- **TASK BRIEF**
Pick out the lines below that include the string "background".

Extracted data entries
• • • • • • •

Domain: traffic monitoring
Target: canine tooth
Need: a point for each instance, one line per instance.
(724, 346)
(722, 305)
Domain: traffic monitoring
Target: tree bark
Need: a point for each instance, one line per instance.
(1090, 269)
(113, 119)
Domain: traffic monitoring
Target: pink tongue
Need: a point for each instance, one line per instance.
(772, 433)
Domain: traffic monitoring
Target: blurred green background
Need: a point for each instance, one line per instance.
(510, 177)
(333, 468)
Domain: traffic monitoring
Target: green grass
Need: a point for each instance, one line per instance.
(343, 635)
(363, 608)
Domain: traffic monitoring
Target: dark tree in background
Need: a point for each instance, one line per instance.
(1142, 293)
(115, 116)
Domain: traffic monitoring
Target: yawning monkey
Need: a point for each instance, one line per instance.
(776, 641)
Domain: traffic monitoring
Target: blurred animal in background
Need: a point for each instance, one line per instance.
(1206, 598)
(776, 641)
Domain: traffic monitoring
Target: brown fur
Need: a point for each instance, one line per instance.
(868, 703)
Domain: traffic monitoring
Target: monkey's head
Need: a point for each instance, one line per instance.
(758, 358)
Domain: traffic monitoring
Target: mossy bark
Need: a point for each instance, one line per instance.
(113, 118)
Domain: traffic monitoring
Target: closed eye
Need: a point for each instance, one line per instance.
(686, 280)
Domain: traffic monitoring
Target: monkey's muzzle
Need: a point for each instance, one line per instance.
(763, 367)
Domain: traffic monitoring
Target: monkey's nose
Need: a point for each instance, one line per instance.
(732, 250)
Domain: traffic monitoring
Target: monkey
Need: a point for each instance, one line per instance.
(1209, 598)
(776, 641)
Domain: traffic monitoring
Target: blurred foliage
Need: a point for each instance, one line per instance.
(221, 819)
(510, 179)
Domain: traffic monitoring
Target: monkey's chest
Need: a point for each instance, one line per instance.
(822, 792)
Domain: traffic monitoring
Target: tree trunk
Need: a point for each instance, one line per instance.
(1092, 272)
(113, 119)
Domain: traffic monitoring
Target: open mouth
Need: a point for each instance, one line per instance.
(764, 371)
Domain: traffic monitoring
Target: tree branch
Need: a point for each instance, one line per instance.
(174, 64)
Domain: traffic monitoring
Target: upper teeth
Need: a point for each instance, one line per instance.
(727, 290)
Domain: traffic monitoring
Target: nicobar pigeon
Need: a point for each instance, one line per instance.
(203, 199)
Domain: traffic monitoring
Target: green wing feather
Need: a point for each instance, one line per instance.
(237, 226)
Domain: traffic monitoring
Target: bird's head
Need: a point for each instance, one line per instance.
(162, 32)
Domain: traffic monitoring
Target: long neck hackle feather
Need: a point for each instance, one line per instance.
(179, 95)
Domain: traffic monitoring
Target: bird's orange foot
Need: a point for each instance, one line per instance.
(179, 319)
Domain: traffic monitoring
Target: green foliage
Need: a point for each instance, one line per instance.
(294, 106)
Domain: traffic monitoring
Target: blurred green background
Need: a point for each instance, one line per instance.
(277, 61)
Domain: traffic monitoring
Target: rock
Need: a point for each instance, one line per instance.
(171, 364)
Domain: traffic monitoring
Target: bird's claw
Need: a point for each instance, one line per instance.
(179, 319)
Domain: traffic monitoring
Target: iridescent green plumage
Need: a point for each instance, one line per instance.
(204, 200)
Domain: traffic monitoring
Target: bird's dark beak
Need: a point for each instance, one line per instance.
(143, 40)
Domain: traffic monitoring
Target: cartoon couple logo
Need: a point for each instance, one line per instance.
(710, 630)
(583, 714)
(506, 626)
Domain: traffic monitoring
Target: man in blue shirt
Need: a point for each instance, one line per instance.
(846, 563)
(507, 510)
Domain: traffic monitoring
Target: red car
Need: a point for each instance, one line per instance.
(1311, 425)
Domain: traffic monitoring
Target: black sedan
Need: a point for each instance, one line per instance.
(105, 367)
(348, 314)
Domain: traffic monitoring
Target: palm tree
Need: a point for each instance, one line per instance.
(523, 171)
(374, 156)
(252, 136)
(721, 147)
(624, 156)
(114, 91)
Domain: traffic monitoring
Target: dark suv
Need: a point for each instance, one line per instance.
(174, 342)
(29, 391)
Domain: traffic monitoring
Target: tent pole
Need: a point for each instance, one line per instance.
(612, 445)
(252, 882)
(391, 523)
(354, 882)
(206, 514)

• • • • • • •

- **ANSWER SPACE**
Target: blurred green background
Target: dark tree in background
Target: blurred animal in background
Target: blurred green background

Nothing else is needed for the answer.